課題文 1:
狂三のフィギュアについての抜粋文を、全文そのままの形で繰り返すこと。

抜粋文:
狂三のフィギュアは本当にびっくりするくらい多いですね。たぶん発売予定のものも含めると、『デート・ア・ライブ』全体で100体を超えると思うのですが、その7割くらいは狂三なんですよ(笑)。しかもまだ数が出ているので、そのうち単独で100体いっちゃうんじゃないかって。すごいなーって思って見てます(笑)。
――狂三については、どんなところが人気に繋がったと考えていますか。

提供エントリ:
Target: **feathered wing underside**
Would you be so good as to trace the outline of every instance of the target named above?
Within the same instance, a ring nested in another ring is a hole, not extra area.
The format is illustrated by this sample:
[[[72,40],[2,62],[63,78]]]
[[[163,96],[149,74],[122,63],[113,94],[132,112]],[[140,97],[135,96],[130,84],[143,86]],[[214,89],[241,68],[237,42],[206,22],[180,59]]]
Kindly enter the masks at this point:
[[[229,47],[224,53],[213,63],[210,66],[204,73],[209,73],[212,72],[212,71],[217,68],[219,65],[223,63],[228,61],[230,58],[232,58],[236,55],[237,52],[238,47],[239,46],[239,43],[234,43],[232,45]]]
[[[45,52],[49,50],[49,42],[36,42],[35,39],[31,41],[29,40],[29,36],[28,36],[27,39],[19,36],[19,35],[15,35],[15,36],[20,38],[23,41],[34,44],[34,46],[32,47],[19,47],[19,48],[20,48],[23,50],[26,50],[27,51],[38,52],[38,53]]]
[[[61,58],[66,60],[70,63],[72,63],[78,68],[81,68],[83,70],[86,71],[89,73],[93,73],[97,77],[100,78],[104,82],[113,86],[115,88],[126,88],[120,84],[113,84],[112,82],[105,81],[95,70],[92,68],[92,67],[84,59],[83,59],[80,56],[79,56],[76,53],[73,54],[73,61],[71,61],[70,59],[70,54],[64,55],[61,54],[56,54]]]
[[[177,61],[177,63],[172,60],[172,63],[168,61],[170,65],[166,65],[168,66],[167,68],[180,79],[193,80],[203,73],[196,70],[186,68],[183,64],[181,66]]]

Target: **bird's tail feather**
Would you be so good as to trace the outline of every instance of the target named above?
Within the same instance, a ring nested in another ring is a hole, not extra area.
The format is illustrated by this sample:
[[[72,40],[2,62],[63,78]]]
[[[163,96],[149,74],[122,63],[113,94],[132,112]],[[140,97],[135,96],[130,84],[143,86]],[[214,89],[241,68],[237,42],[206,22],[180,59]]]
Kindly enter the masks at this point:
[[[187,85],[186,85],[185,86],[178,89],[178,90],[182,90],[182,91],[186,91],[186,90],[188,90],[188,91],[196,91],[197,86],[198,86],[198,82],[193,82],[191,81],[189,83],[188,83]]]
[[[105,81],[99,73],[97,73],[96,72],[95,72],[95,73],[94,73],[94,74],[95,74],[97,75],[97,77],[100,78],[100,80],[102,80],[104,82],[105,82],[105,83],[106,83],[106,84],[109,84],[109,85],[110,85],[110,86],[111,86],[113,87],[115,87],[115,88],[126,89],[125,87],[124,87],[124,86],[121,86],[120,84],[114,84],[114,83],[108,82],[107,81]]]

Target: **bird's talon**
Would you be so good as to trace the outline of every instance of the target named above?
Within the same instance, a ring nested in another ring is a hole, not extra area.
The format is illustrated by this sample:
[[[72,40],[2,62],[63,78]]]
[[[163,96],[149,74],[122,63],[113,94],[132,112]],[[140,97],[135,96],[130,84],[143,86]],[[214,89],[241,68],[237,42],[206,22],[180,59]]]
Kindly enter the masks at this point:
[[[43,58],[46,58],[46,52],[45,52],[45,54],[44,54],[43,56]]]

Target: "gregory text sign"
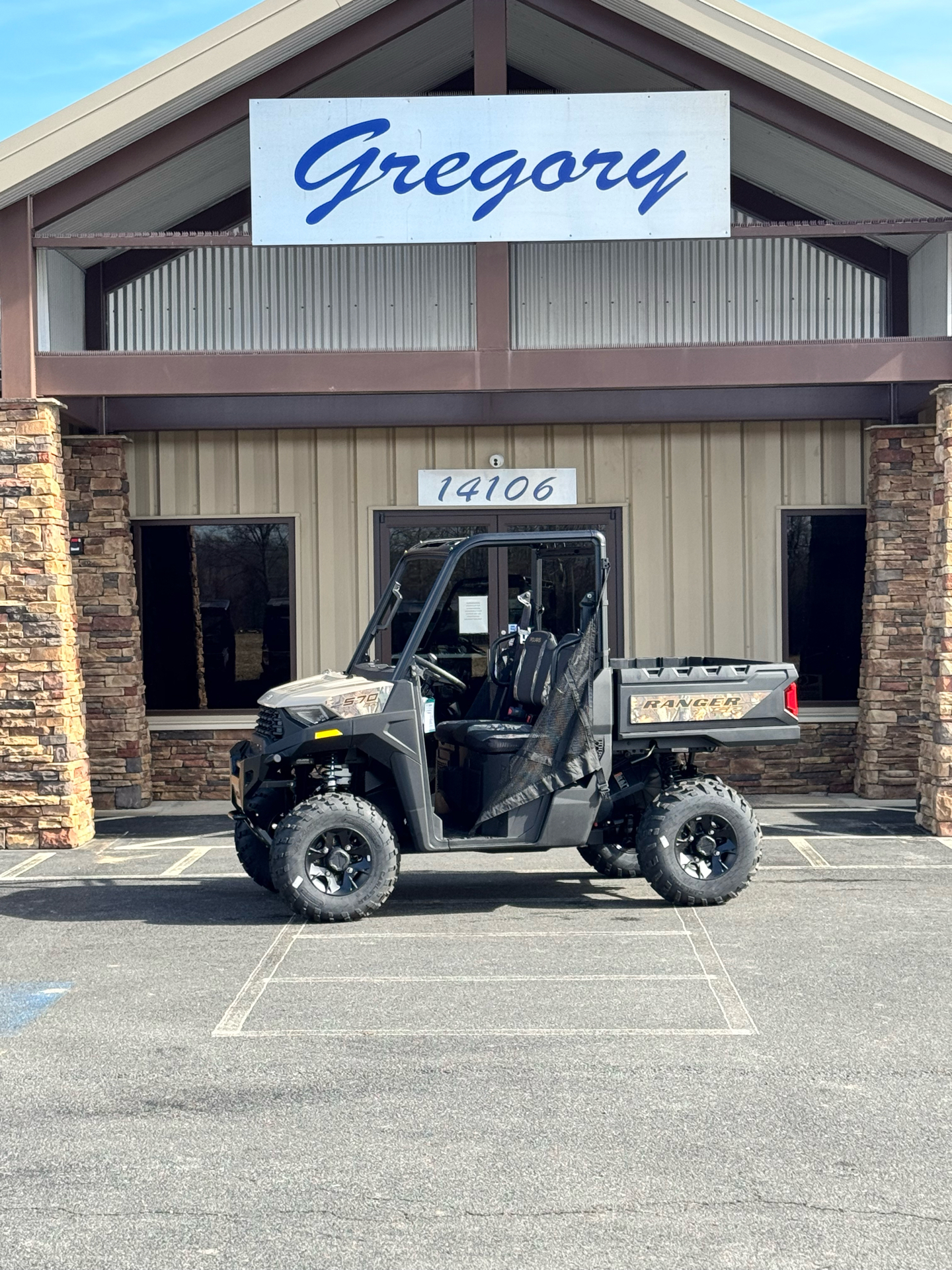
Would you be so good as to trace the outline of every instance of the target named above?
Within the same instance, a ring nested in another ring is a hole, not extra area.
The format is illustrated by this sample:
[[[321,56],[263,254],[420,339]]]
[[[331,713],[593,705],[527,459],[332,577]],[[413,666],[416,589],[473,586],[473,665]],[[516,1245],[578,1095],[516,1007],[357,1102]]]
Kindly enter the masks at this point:
[[[730,235],[727,93],[251,102],[256,245]]]

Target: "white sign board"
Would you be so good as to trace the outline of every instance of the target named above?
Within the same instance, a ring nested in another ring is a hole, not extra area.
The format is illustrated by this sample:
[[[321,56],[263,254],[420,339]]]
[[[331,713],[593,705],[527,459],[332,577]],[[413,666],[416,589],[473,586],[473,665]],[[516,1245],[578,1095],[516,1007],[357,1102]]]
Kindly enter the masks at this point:
[[[420,507],[575,507],[575,469],[421,469],[416,502]]]
[[[251,113],[251,237],[730,236],[727,93],[281,98]]]

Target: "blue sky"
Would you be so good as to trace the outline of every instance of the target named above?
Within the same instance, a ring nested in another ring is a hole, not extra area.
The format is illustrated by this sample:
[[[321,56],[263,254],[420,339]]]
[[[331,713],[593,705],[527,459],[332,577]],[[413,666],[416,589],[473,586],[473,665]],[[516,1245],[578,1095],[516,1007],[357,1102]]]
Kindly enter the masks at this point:
[[[235,0],[0,0],[0,137],[245,8]],[[952,0],[760,0],[753,8],[952,100]]]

課題文 2:
エントリのうち、「Target: **bird's talon**」を含む行から「[[[251,113],[251,237],[730,236],[727,93],[281,98]]]」を含む行まで、両端の行も含めてそのまま複製してください。この範囲の行だけを出し、画像は答えに入れないこと。

出力全文 1:
狂三のフィギュアは本当にびっくりするくらい多いですね。たぶん発売予定のものも含めると、『デート・ア・ライブ』全体で100体を超えると思うのですが、その7割くらいは狂三なんですよ(笑)。しかもまだ数が出ているので、そのうち単独で100体いっちゃうんじゃないかって。すごいなーって思って見てます(笑)。
――狂三については、どんなところが人気に繋がったと考えていますか。

出力全文 2:
Target: **bird's talon**
Would you be so good as to trace the outline of every instance of the target named above?
Within the same instance, a ring nested in another ring is a hole, not extra area.
The format is illustrated by this sample:
[[[72,40],[2,62],[63,78]]]
[[[163,96],[149,74],[122,63],[113,94],[132,112]],[[140,97],[135,96],[130,84],[143,86]],[[214,89],[241,68],[237,42],[206,22],[180,59]]]
Kindly enter the masks at this point:
[[[43,58],[46,58],[46,52],[45,52],[45,54],[44,54],[43,56]]]

Target: "gregory text sign"
Would you be so good as to trace the outline of every instance of the target named above?
Within the same instance, a ring nested in another ring is a hole, not extra area.
The format is illustrated by this sample:
[[[321,56],[263,254],[420,339]]]
[[[331,713],[593,705],[527,459],[332,577]],[[413,666],[416,589],[473,586],[473,665]],[[516,1245],[578,1095],[516,1007],[357,1102]]]
Kindly enter the masks at this point:
[[[730,235],[727,93],[251,102],[256,245]]]

Target: "white sign board"
Would you be so good as to trace the outline of every instance of the target named above?
Within the same instance, a ring nested in another ring is a hole, not extra area.
The format is illustrated by this sample:
[[[321,56],[263,254],[420,339]]]
[[[331,713],[593,705],[527,459],[332,577]],[[413,666],[416,589],[473,586],[473,665]],[[516,1245],[578,1095],[516,1007],[357,1102]]]
Kindly enter the masks at this point:
[[[420,507],[575,507],[575,469],[421,469],[416,502]]]
[[[251,113],[251,237],[730,236],[727,93],[281,98]]]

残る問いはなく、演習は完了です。